» **WHAT IS REQUIRED**:
Count the lines in the records below that contain the word "Locate", and reply with that number only.

» **TASK DATA**:
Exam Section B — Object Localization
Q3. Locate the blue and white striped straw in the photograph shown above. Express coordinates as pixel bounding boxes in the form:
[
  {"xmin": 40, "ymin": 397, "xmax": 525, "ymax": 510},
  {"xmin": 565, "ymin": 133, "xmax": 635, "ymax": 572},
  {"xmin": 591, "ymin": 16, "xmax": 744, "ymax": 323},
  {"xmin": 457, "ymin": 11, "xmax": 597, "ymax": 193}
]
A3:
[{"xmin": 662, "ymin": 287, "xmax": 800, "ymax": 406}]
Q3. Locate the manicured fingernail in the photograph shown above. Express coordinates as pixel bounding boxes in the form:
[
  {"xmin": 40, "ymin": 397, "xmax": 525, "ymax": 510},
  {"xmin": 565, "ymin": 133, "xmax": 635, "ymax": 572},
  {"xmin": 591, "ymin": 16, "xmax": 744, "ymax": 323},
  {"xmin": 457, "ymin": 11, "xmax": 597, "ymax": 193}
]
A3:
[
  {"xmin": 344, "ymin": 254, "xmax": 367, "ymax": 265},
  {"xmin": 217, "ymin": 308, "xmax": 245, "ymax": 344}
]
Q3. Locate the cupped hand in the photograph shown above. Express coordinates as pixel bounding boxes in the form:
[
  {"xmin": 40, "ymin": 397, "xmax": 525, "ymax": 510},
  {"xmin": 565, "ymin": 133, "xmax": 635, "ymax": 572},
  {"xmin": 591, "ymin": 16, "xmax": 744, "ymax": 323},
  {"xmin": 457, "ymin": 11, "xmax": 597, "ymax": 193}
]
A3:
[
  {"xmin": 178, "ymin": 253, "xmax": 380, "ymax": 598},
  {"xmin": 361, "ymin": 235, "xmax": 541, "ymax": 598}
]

» **SOLUTION**:
3